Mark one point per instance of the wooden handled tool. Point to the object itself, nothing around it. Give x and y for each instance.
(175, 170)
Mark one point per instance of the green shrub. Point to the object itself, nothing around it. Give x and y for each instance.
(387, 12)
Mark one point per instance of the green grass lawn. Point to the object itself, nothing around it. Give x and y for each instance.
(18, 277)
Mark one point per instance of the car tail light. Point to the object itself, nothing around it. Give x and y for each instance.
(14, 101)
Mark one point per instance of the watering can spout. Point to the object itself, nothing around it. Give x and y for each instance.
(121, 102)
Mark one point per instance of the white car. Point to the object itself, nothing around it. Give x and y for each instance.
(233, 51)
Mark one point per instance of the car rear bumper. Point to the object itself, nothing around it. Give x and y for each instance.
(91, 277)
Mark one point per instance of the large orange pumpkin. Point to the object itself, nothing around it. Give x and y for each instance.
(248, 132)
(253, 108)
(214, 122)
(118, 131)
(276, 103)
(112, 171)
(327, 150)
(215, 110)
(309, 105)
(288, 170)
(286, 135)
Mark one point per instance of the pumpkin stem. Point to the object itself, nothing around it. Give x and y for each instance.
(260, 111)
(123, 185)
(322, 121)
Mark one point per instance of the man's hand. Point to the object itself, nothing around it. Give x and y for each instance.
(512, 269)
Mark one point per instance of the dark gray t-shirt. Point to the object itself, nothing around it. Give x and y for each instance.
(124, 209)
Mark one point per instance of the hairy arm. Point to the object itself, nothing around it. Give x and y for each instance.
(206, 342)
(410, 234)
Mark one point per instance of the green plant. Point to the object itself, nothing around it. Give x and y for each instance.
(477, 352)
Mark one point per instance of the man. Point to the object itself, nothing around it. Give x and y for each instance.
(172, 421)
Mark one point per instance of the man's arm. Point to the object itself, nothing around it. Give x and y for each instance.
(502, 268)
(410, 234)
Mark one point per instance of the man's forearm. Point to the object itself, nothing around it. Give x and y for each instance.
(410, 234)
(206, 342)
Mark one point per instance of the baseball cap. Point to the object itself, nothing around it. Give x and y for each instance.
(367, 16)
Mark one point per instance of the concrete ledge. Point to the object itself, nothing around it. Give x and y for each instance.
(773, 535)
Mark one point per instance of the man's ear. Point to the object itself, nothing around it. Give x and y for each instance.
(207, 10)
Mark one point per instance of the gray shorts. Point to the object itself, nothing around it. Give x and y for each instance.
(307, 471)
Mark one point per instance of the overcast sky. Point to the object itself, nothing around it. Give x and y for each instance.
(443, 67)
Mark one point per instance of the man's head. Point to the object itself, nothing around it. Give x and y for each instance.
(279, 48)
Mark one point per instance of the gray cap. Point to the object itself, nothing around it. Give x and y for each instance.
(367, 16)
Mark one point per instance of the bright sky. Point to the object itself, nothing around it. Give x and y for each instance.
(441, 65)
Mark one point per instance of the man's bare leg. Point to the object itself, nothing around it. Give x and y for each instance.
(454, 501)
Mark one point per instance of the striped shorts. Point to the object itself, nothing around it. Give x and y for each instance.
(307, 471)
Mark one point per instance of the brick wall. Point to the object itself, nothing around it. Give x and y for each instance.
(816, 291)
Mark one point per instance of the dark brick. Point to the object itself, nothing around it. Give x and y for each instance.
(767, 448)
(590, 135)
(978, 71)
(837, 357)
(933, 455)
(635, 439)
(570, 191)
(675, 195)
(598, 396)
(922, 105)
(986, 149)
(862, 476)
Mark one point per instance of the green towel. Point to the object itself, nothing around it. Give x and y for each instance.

━━━━━━━━━━━━━━━━━━━━

→ REQUIRED TASK:
Set out every line of the entries above as a numbered list, omitting any blank lines.

→ OUTPUT BELOW:
1. Mark one point per instance of the wooden handled tool. Point to the object itself, nothing around it. Give x and y for each instance.
2. (175, 170)
3. Mark one point per instance of the green shrub. Point to the object itself, nothing around it. Give x and y for each instance.
4. (387, 12)
5. Mark one point per instance of the green grass lawn. Point to the object itself, nothing around it. Give x and y for each instance.
6. (18, 277)
7. Mark one point per instance of the car tail light. Point to the object itself, nothing around it. Give x and y for each instance.
8. (14, 101)
9. Mark one point per instance of the watering can spout. Point to the object itself, nothing around it. Give x and y for each instance.
10. (121, 102)
11. Mark one point per instance of the white car. Point to the object itself, nothing around it. Give x and y for each instance.
12. (233, 51)
13. Mark one point per instance of the car rear bumper. Point to the object itself, nothing around it. Give x and y for each instance.
14. (91, 277)
15. Mark one point per instance of the large orange pumpkin. Point to the object itself, nothing around it. Give x and y for each instance.
16. (248, 132)
17. (253, 108)
18. (214, 122)
19. (118, 131)
20. (276, 103)
21. (112, 171)
22. (327, 150)
23. (215, 110)
24. (309, 105)
25. (288, 170)
26. (286, 135)
27. Mark one point per instance of the pumpkin stem. Point to the object itself, nothing around it. Give x and y for each instance.
28. (260, 111)
29. (123, 185)
30. (322, 121)
31. Mark one point per instance of the man's hand. Point to the object itself, nothing around it. Give x and y for each instance.
32. (512, 269)
33. Mark one point per instance of the dark gray t-shirt. Point to the object itself, nothing around it. Give x and y for each instance.
34. (124, 209)
35. Mark one point per instance of the hairy arm. Point to the object itself, nothing around it. Give x and y for each instance.
36. (206, 342)
37. (410, 234)
38. Mark one point per instance of the green plant. Point to the object itself, nothing around it. Give x and y for each instance.
39. (477, 352)
40. Mark one point per instance of the man. Point to the object itself, nothing around it. Give x and y for each instance.
41. (172, 421)
42. Mark one point per instance of the man's arm. Point to the object itself, nothing around it. Give x and y for each instance.
43. (502, 268)
44. (410, 234)
45. Mark one point per instance of the man's forearm. Point to the object itself, nothing around it. Give x and y for each instance.
46. (410, 234)
47. (206, 342)
48. Mark one point per instance of the baseball cap. Point to the object itself, nothing around it. Give x and y for each instance.
49. (367, 16)
50. Mark one point per instance of the concrete ledge. Point to the object itself, nothing around it. Give x and y for each instance.
51. (773, 535)
52. Mark one point per instance of the man's ear. Point to the object itself, nothing around it. Give x and y for each instance.
53. (207, 10)
54. Mark one point per instance of the gray shorts. Point to the object itself, nothing around it. Give x and y for each instance.
55. (307, 471)
56. Mark one point per instance of the overcast sky. Point to the object itself, nothing around it. Give x and y for each instance.
57. (443, 67)
58. Mark one point per instance of the man's head. Point to the object itself, nothing around it. Give x and y for each instance.
59. (279, 48)
60. Mark one point per instance of the gray cap. Point to the object itself, nothing around it. Give x and y for each instance.
61. (367, 16)
62. Mark one point per instance of the bright sky. Point to the object itself, nothing around it. Give x and y for each instance.
63. (441, 65)
64. Mark one point per instance of the man's bare leg. Point to the object itself, nothing around it. Give x and y for each instance.
65. (454, 501)
66. Mark one point per instance of the striped shorts. Point to the object itself, nothing around it. Give x and y for each instance.
67. (307, 471)
68. Mark one point per instance of the brick wall. Point to the object itself, nothing around it. Give x and y for each instance.
69. (816, 291)
70. Mark one point per instance of the dark brick. Point to the object itself, nothing around it. Give x and y for each instance.
71. (767, 448)
72. (590, 135)
73. (978, 71)
74. (837, 357)
75. (933, 455)
76. (635, 439)
77. (570, 191)
78. (675, 195)
79. (598, 396)
80. (922, 105)
81. (986, 149)
82. (862, 476)
83. Mark one point per instance of the green towel. Point to the object itself, nothing around it. Give x and y for each instance.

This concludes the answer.